━━━ TEXTO DE ORIGEM
Em 2018, dirigiu e produziu "Aos Teus Olhos", um drama que trata de uma acusação de assédio sexual de um professor de natação, interpretado por Daniel de Oliveira, que sofre um linchamento virtual por causa disso.

Agora, Carolina tem dois projetos sendo apresentados ao público, ambos com temas muito atuais. O primeiro, que já está no ar, é uma sátira política do canal de streaming Prime Video, "Eleita", com Clarice Falcão no papel de uma comediante de internet que vira governadora do Rio de Janeiro.

O segundo é o filme "Transe", um trabalho coletivo, dirigido com a parceira Anne Pinheiro Guimarães, que mistura documentário e ficção. Ele foi feito às pressas no segundo semestre de 2018, no trecho final da campanha eleitoral que culminou com a eleição de Jair Bolsonaro como presidente do Brasil. "Transe" foi exibido pela primeira vez no Festival do Rio, e será exibido na Mostra de Cinema de São Paulo no próximo dia 22.

Conta a história de Luísa, papel de Luísa Arraes, que mora com seu namorado, o músico Ravel, papel de Ravel Andrade, e se envolve com Johnny, papel de Johnny Massaro, durante as manifestações que tinham como lema o #elenão, contra Bolsonaro e a favor dos direitos das mulheres. No processo, a garota entende que o mundo que conhece é uma bolha, formada por gente da mesma classe social, com a mesma inclinação política e visão de mundo, e com pouca coisa em comum com o resto do Brasil.
━━━━━━
━━━ DADOS EXTRAÍDOS
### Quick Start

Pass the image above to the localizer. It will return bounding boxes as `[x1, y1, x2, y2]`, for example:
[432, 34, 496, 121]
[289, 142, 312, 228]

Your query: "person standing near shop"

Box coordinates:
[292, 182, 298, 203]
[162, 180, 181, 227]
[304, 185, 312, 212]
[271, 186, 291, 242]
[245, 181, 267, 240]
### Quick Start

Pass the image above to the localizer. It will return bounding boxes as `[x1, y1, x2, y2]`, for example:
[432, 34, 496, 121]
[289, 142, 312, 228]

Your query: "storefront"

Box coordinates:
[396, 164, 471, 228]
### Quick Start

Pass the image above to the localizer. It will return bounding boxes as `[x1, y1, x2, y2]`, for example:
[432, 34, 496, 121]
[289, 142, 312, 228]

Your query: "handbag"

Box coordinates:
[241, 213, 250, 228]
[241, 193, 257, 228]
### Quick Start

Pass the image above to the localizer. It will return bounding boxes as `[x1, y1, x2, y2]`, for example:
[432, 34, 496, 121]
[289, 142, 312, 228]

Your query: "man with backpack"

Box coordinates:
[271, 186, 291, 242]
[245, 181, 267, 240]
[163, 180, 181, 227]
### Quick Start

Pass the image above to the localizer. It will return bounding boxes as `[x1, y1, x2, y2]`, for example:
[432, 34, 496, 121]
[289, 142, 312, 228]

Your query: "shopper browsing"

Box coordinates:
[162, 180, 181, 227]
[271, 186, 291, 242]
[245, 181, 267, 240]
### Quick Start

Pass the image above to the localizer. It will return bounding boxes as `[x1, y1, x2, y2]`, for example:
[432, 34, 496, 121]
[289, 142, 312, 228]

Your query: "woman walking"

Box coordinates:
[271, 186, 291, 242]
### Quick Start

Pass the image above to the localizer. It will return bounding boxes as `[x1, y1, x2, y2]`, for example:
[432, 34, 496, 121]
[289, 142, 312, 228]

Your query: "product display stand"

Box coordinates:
━━━━━━
(EXERCÍCIOS A RESOLVER)
1. Indique se cada afirmação abaixo concorda com o texto sobre os projetos de Carolina e cite as palavras do texto que decidem a resposta. (a) "Eleita" é uma sátira política do Prime Video. (b) "Transe" foi exibido pela primeira vez na Mostra de Cinema de São Paulo. (c) Carolina dirigiu "Transe" sem parceria.
2. Reproduza tudo o que vai desde "Agora, Carolina tem" até "próximo dia 22.", no texto sobre os projetos de Carolina.

(RESULTADOS DOS EXERCÍCIOS)
1.
(a) Sim: «é uma sátira política do canal de streaming Prime Video, "Eleita"».
(b) Não: «"Transe" foi exibido pela primeira vez no Festival do Rio».
(c) Não: «dirigido com a parceira Anne Pinheiro Guimarães».

2.
Agora, Carolina tem dois projetos sendo apresentados ao público, ambos com temas muito atuais. O primeiro, que já está no ar, é uma sátira política do canal de streaming Prime Video, "Eleita", com Clarice Falcão no papel de uma comediante de internet que vira governadora do Rio de Janeiro.

O segundo é o filme "Transe", um trabalho coletivo, dirigido com a parceira Anne Pinheiro Guimarães, que mistura documentário e ficção. Ele foi feito às pressas no segundo semestre de 2018, no trecho final da campanha eleitoral que culminou com a eleição de Jair Bolsonaro como presidente do Brasil. "Transe" foi exibido pela primeira vez no Festival do Rio, e será exibido na Mostra de Cinema de São Paulo no próximo dia 22.